Information shown
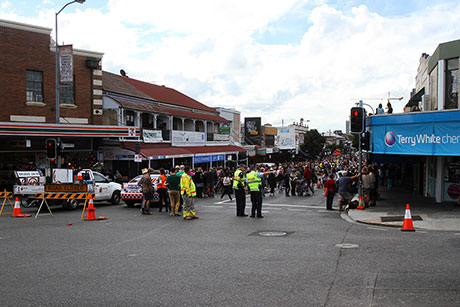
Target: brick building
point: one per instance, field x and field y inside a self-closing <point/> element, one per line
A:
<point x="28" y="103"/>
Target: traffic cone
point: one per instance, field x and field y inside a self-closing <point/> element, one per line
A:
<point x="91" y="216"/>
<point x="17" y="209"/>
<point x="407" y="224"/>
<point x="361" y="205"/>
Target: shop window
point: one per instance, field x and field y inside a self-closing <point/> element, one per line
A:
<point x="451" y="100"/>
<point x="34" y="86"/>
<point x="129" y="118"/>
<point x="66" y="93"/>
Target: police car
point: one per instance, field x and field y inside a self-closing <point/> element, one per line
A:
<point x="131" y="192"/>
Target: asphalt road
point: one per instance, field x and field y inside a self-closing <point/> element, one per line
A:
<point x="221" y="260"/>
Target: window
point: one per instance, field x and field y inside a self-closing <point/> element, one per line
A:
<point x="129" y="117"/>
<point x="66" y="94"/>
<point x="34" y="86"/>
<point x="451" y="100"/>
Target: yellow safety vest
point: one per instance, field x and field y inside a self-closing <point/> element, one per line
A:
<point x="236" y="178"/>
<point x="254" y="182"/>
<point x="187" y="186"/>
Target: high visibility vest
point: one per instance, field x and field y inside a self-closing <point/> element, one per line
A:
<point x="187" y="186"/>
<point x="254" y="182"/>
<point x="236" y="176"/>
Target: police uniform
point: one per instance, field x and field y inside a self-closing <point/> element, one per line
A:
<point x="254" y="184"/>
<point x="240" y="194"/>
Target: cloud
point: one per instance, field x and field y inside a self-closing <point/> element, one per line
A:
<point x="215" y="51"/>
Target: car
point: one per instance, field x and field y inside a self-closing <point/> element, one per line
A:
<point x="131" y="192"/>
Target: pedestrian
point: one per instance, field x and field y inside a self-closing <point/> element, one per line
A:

Required work
I would like the material above returned exactly as it stands, without its pictures.

Response for this exercise
Target: brick building
point: one per instance, field x and field y inside a self-closing <point/> element, one per line
A:
<point x="28" y="103"/>
Target: traffic cone
point: one per instance, field x and field y inside a self-closing <point/> element, one per line
A:
<point x="91" y="216"/>
<point x="17" y="209"/>
<point x="407" y="224"/>
<point x="361" y="205"/>
Target: shop window
point: one per instance, field x and field y inside a self-closing <point/> element, one per line
A:
<point x="451" y="100"/>
<point x="34" y="86"/>
<point x="129" y="118"/>
<point x="66" y="93"/>
Target: police car
point: one per instance, field x and field y inside a self-closing <point/> element, one per line
A:
<point x="131" y="192"/>
Target: asphalt road
point: one per instance, field x and field y inside a self-closing <point/> element, one per line
A:
<point x="221" y="260"/>
Target: window
point: one per instance, field x and field y inside a self-closing <point/> element, one per line
A:
<point x="129" y="117"/>
<point x="66" y="94"/>
<point x="34" y="86"/>
<point x="451" y="100"/>
Target: yellow safety vest
point: one per instance, field x and field y inside a self-closing <point/> element, one per line
A:
<point x="236" y="178"/>
<point x="254" y="182"/>
<point x="187" y="186"/>
Target: high visibility vest
point: one per instance, field x and field y inside a self-closing <point/> element, one per line
A:
<point x="187" y="186"/>
<point x="254" y="182"/>
<point x="236" y="176"/>
Target: police uniform
point: one per instance, field x and field y inside a self-closing <point/> element, one per line
A:
<point x="254" y="184"/>
<point x="240" y="194"/>
Target: cloud
point: one per instance, field x and field y inside a self-closing <point/> element, one per line
A:
<point x="215" y="51"/>
Target: car
point: one per instance, field x and field y inside a self-closing <point/> element, one per line
A:
<point x="131" y="192"/>
Target: pedestrian
point: one per instance, field x and field y inside a self-closing <point/> element, one per line
A:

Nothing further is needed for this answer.